This calls for a verbatim copy of all the data, with no images carried over.

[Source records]
================
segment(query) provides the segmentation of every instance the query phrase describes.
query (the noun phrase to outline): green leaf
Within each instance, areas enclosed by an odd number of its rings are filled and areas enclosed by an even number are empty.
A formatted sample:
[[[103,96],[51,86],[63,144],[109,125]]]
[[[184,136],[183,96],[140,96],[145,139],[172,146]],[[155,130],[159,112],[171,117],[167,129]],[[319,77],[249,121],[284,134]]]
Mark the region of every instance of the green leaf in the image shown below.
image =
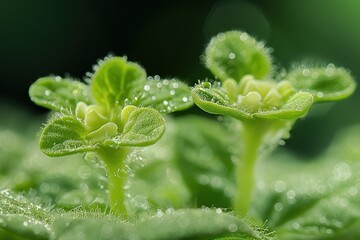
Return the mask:
[[[0,191],[0,229],[29,239],[50,238],[50,213],[9,190]]]
[[[108,109],[124,105],[131,97],[132,89],[146,81],[144,69],[121,57],[110,57],[100,62],[91,82],[91,89],[97,104]]]
[[[198,107],[212,114],[231,116],[240,120],[252,119],[251,114],[245,109],[241,110],[230,105],[228,96],[221,88],[216,86],[209,88],[207,85],[206,82],[198,84],[191,91]]]
[[[245,106],[229,101],[229,96],[221,86],[198,84],[192,95],[197,106],[208,113],[231,116],[239,120],[261,119],[296,119],[304,116],[313,103],[310,93],[299,92],[292,95],[280,108],[258,109],[251,112]]]
[[[347,98],[356,88],[349,72],[332,64],[325,68],[298,68],[291,71],[286,79],[296,89],[311,93],[315,102]]]
[[[177,79],[148,80],[132,91],[130,103],[136,106],[153,107],[160,113],[171,113],[193,105],[190,87]]]
[[[93,151],[97,147],[86,140],[88,130],[78,119],[62,116],[50,120],[40,137],[40,149],[49,156]]]
[[[60,220],[53,224],[56,239],[271,239],[265,230],[252,226],[220,209],[187,209],[159,211],[155,216],[141,217],[135,224],[111,220]]]
[[[251,74],[264,79],[271,73],[271,58],[264,44],[245,32],[230,31],[212,38],[205,51],[205,64],[220,80],[237,82]]]
[[[119,136],[105,141],[105,145],[147,146],[157,142],[165,131],[165,121],[152,108],[135,108],[127,116],[123,131]]]
[[[280,108],[276,110],[264,110],[254,113],[254,117],[262,119],[296,119],[304,116],[313,103],[310,93],[298,92]]]
[[[31,85],[29,95],[37,105],[66,114],[74,113],[78,102],[93,102],[88,85],[60,77],[38,79]]]
[[[360,156],[344,156],[330,151],[305,162],[283,154],[263,162],[252,212],[280,239],[359,239]]]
================
### [Answer to this problem]
segment(query) provides the segmentation of every instance the query phrase describes.
query (the noun phrase to outline): green leaf
Within each instance, areas enclosed by an odd number of its rings are filled and areas enclosed by an even number are empty.
A formatted sample:
[[[103,96],[51,86],[63,144],[109,125]]]
[[[184,136],[183,96],[140,96],[145,139],[172,146]],[[155,130],[159,112],[171,117],[167,129]],[[319,77],[249,121],[284,134]]]
Mark the region of every instance of the green leaf in the image shown below.
image =
Return the mask:
[[[0,191],[0,229],[29,239],[50,238],[50,213],[9,190]]]
[[[108,109],[124,105],[131,97],[132,89],[146,81],[144,69],[121,57],[110,57],[100,62],[91,82],[91,89],[97,104]]]
[[[198,107],[212,114],[231,116],[240,120],[252,119],[251,114],[245,109],[241,110],[230,105],[228,96],[221,88],[216,86],[209,88],[207,85],[206,82],[198,84],[191,91]]]
[[[245,106],[229,101],[229,96],[221,86],[198,84],[192,95],[197,106],[208,113],[231,116],[239,120],[261,119],[296,119],[304,116],[313,103],[310,93],[299,92],[292,95],[280,108],[258,109],[251,112]]]
[[[347,98],[356,88],[349,72],[332,64],[325,68],[298,68],[291,71],[286,79],[296,89],[311,93],[315,102]]]
[[[177,79],[148,80],[132,91],[130,103],[136,106],[153,107],[160,113],[171,113],[193,105],[190,87]]]
[[[93,151],[97,147],[86,140],[88,130],[78,119],[62,116],[50,120],[40,137],[40,149],[49,156]]]
[[[60,220],[53,224],[56,239],[271,239],[265,230],[252,226],[220,209],[187,209],[159,211],[155,216],[141,217],[135,224],[111,220]]]
[[[251,74],[264,79],[271,73],[271,58],[264,44],[245,32],[230,31],[212,38],[205,51],[205,64],[220,80],[237,82]]]
[[[119,136],[105,141],[105,145],[147,146],[157,142],[165,131],[165,121],[152,108],[135,108],[127,116],[123,131]]]
[[[280,108],[276,110],[264,110],[254,113],[254,117],[262,119],[296,119],[304,116],[313,103],[310,93],[298,92]]]
[[[31,85],[29,95],[37,105],[66,114],[74,113],[78,102],[93,102],[88,85],[60,77],[38,79]]]
[[[360,156],[344,156],[330,151],[305,162],[283,154],[263,162],[252,212],[280,239],[359,239]]]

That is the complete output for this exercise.